Given data START

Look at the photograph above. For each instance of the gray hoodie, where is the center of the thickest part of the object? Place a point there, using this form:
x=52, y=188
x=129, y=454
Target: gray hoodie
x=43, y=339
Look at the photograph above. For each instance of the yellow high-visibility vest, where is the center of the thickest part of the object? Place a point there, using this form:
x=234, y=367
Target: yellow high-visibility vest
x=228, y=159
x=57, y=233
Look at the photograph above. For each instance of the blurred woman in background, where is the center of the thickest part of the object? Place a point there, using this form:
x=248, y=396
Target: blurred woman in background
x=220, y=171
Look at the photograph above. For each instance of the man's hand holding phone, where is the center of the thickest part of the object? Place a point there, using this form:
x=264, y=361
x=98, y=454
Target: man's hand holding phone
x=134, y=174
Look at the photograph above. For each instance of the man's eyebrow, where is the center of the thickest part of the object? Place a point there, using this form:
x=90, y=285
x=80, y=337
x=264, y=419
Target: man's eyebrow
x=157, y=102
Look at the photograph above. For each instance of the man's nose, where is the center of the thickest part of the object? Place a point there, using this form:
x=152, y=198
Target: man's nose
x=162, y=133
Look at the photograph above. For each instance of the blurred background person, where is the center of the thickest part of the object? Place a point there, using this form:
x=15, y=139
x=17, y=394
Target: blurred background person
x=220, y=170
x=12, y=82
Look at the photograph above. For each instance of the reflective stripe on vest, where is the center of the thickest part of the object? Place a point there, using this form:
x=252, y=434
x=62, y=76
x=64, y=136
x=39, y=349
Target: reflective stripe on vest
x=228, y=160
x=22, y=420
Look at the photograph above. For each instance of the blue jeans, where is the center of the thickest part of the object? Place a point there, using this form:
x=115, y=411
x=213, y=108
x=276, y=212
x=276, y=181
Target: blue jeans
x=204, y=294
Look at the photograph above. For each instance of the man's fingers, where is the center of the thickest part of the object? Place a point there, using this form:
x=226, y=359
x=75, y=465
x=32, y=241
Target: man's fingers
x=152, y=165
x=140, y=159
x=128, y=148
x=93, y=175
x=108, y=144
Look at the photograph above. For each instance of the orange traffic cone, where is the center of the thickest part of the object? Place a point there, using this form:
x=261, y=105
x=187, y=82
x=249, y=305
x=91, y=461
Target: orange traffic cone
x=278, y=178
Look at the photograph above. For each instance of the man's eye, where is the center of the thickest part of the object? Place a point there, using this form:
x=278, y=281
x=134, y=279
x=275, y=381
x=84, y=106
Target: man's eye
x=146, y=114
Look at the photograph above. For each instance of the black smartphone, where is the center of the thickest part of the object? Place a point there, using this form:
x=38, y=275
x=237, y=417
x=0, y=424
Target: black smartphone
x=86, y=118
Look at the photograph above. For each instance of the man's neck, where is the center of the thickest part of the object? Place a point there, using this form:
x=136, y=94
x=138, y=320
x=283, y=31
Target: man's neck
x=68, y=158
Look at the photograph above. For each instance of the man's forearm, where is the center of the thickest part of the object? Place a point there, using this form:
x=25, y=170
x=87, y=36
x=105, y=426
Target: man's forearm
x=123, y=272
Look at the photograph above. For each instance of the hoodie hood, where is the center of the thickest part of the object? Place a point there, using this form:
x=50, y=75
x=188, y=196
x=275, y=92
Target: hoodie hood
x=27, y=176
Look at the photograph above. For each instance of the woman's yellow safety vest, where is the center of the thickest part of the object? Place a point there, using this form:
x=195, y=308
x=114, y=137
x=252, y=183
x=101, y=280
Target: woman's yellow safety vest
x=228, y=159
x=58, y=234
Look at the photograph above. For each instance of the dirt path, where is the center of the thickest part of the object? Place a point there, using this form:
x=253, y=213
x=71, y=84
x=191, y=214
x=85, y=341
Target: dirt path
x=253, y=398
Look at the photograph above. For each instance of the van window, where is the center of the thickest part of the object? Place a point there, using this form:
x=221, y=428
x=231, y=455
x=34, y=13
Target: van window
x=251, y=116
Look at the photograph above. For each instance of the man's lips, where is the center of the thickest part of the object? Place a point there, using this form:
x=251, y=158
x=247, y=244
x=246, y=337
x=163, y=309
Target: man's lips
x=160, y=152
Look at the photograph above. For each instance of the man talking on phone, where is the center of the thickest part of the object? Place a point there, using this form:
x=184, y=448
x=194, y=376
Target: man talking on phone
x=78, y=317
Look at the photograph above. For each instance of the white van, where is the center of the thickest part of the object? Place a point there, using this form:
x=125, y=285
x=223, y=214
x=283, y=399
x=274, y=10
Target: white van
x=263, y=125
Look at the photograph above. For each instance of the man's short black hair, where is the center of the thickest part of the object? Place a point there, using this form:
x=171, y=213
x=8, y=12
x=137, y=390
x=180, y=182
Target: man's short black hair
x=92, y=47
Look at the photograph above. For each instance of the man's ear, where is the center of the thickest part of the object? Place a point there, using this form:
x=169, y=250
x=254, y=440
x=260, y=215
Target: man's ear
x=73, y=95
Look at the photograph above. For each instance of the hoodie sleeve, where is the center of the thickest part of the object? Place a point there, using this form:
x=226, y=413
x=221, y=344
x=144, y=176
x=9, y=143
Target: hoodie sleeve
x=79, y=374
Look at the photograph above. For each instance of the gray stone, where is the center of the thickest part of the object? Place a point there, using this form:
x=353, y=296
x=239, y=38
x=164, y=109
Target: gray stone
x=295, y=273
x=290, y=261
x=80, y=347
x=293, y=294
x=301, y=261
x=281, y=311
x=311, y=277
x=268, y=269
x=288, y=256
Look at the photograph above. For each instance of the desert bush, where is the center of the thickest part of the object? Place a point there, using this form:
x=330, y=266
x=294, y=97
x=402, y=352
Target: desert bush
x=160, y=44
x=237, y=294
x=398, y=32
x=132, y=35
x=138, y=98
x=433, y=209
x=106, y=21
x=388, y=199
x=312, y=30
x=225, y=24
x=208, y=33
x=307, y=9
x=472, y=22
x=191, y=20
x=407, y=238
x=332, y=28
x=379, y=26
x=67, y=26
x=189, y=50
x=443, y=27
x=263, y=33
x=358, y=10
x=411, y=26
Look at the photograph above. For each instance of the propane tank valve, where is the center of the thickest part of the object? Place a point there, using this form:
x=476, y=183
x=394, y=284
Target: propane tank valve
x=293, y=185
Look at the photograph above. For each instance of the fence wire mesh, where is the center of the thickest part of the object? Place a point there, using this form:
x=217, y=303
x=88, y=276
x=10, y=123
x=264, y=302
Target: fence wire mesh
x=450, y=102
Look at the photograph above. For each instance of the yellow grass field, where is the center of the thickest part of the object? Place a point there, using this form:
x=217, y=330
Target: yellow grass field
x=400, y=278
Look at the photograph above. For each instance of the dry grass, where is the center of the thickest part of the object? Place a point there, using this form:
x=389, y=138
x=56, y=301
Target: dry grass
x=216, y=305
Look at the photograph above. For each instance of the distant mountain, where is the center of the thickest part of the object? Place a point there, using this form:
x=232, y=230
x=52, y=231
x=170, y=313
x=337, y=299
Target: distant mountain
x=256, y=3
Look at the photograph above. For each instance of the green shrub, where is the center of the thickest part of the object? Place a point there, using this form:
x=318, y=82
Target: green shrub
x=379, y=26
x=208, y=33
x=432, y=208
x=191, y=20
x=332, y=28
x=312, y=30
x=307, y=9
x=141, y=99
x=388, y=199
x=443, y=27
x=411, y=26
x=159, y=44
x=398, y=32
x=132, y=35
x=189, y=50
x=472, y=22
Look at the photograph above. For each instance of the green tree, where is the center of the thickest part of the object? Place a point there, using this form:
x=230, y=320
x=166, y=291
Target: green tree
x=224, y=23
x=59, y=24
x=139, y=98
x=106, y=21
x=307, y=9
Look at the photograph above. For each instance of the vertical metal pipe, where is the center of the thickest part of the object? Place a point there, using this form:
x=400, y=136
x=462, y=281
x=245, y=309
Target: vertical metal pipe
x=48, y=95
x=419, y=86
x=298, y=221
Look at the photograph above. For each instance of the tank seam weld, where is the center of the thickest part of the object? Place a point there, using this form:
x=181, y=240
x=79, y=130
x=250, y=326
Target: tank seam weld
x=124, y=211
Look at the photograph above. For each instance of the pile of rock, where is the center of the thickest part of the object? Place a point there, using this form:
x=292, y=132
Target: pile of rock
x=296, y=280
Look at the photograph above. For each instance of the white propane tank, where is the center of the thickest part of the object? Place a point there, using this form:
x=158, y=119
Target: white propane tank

Given data END

**Exercise goal:** All lines above from the one containing "Target: white van" to the one containing "x=180, y=182" must be repeated exactly, both lines included, and no others.

**Your solution:**
Target: white van
x=263, y=125
Look at the photograph above. For each instance of the man's short black hair, where is the center of the thickest part of the object? Place a point there, using this form:
x=171, y=213
x=8, y=12
x=137, y=390
x=180, y=182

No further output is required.